Entries taken from a collection:

· · · · · · ·

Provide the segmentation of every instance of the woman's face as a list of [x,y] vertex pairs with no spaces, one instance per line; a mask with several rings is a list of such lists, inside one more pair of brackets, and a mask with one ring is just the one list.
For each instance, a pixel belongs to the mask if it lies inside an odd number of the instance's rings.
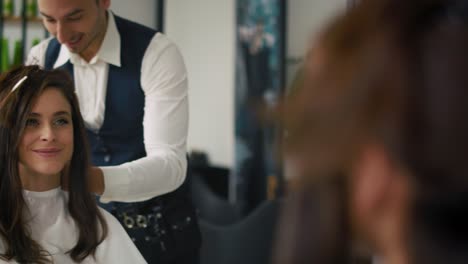
[[49,190],[60,185],[60,174],[73,154],[71,107],[63,94],[49,87],[37,98],[27,117],[19,145],[23,188]]

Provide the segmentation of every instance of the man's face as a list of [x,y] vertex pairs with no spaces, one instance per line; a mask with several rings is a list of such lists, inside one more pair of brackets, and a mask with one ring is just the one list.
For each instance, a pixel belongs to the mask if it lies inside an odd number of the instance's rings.
[[43,23],[70,52],[91,59],[99,50],[110,0],[38,0]]

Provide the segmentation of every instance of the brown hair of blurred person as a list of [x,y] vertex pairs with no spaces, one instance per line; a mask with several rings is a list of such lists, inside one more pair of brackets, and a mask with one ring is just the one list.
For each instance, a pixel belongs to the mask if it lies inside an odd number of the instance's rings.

· · · · · · ·

### About this task
Leave out the images and transcribe all the records exactly.

### Reply to the task
Provide the segmentation of every instance of the woman's face as a list of [x,y] vertex pairs with no spaces, one instance per line; a mask with several rings is a list of such lists, inside one more pair of brackets, and a mask with one ring is just the one list.
For each instance, a pixel belongs to the mask if it lies inside an odd number of the instance's rings.
[[49,190],[60,185],[60,174],[73,154],[71,107],[63,94],[49,87],[37,98],[27,117],[19,145],[23,188]]

Provide the segmentation of every instance of the man's face as a list of [x,y] vertex pairs with no spaces, one instance per line; a mask with several rings is a list of such lists, inside one more pair of brackets, and a mask with one ring is just the one list.
For each instance, a pixel belongs to the mask if it lies inside an odd number of the instance's rings.
[[43,23],[70,52],[91,59],[99,50],[110,0],[38,0]]

Provide the segmentation of every instance of the brown hair of blurred person as a list of [x,y] vertex pairs with no spaces, one instance per line; a mask with several rings is a list of such lists, inside one more pair of brackets, and a mask with one ring is just the one list.
For each instance, a pixel belongs to the mask if it lies inside an odd number of the instance's rings.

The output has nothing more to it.